§ Selected excerpt:

▶

# My NPT. Thoughts?



## Noobalva (Jan 20, 2013)

So i JUST finished setting up my NPT.

Tell me what you guys think....completely behemoths over my 2.5 gal lol, Sherlock's gonna love it.


----------



## Hadoken Kitty (Jan 24, 2013)

Looks awesome!!! What size is it?


----------



## Noobalva (Jan 20, 2013)

Lol oh...ya some details would be nice huh? xD

Its a 26 gallon aqueon bow front; put a fluval c3 filter in it. Used Miracle gro organic potting soil and the Plants are:

Giant Hygro(red)
Hygro Pinnatifida
Ech. Tenellus
Tropical Lilacina
Crypt Wendtii(red)
Ambulia
Java moss and java fern
Cabomba(red)
Wisteria
Medium Amazon Sword(or probably just young lol)

Also gonna have a marino moss ball and hornwort(floating) in there when i transfer Sherlock from the 2.5.


----------



## Fishybitty (Dec 29, 2012)

Oh wow, a lot of room there! I bet he will love it. Looks good!


----------



## aemaki09 (Oct 23, 2012)

I have that same tank! both of them actually! Only my 26 didnt come with a hood and its impossible to find a versa top or anything to buy for it, so I have to keep it open-topped with my sorority girls.

I think it looks really nice though! I've heard that you are supposed to have about 75% of the ground covered in an NPT with mostly fast growing stem plants to start with just to make it easier on you, but I'm not sure how accurate that information is. 

What lighting is that? I have one of those aqueon flourescent strips with a t-8 15w on mine, and while its bright enough to keep the plants alive, I dont notice any spectacular growth, which is why I'm wondering if you have something better on yours!

◀

§ Data listing:
▶

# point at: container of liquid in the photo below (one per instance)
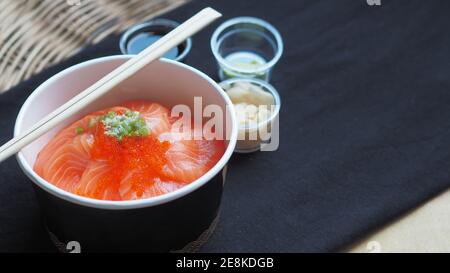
(246, 47)
(140, 36)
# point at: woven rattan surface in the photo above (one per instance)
(37, 33)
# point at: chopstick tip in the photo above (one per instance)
(212, 12)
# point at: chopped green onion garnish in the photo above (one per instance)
(79, 130)
(129, 124)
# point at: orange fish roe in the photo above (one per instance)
(144, 157)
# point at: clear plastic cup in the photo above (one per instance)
(246, 47)
(263, 135)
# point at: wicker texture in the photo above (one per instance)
(37, 33)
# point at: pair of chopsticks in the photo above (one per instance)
(108, 82)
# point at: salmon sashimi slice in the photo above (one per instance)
(189, 159)
(155, 115)
(84, 160)
(130, 190)
(65, 166)
(64, 137)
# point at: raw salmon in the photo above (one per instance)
(83, 160)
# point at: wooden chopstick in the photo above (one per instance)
(111, 80)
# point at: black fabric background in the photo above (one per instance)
(365, 126)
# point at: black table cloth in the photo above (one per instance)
(365, 127)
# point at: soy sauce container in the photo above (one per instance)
(139, 37)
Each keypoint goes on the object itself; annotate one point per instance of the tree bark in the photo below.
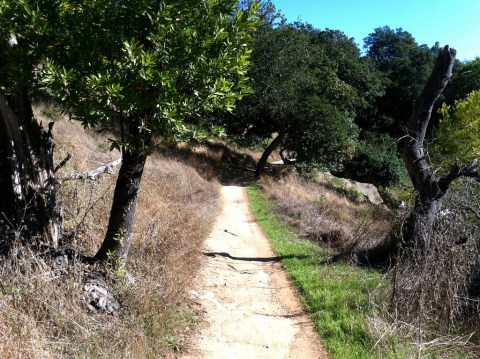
(431, 190)
(121, 223)
(28, 194)
(262, 163)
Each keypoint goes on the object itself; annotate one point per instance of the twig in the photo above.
(107, 168)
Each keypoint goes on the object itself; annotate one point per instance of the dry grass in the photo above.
(325, 215)
(425, 307)
(41, 311)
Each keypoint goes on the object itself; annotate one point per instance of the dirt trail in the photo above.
(249, 307)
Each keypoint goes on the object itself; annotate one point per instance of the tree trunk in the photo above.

◀

§ Problem set:
**a)** In the aquarium thread, what filter was put in the 26-gallon bow front tank?
**b)** Please arrange the records as a Markdown table with the columns Row and Line, from the line with "# point at: salmon" through the end of the records. Skip blank lines, and leave the pictures out.
The aquarium thread and the records are unrelated.

§ Outputs for the tasks:
**a)** A Fluval C3 filter.

**b)**
| Row | Line |
|---|---|
| 1 | # point at: salmon sashimi slice in the photo above (one per instance) |
| 2 | (189, 159) |
| 3 | (155, 115) |
| 4 | (84, 160) |
| 5 | (130, 190) |
| 6 | (65, 166) |
| 7 | (64, 137) |
| 8 | # point at: raw salmon in the photo above (one per instance) |
| 9 | (83, 160) |
| 10 | # point at: wooden chopstick in the photo above (one per instance) |
| 11 | (111, 80) |
| 12 | # point at: black fabric background in the photo above (one per instance) |
| 13 | (365, 126) |
| 14 | # point at: black table cloth in the photo above (one per instance) |
| 15 | (365, 127) |
| 16 | # point at: soy sauce container in the photo above (one per instance) |
| 17 | (139, 37) |
| 18 | Each keypoint goes on the object itself; annotate one point per instance of the tree bark in the photo below. |
| 19 | (431, 190) |
| 20 | (121, 223) |
| 21 | (28, 194) |
| 22 | (262, 163) |
| 23 | Each keypoint goes on the object itself; annotate one point per instance of the twig in the photo above. |
| 24 | (107, 168) |
| 25 | Each keypoint goes on the object itself; annotate one point per instance of the dry grass in the photo above. |
| 26 | (325, 215) |
| 27 | (425, 307) |
| 28 | (41, 311) |
| 29 | Each keypoint goes on the object itself; annotate one point per instance of the dirt trail in the photo above. |
| 30 | (249, 307) |
| 31 | Each keypoint goes on the object itself; annotate one point per instance of the tree trunk in the photo above. |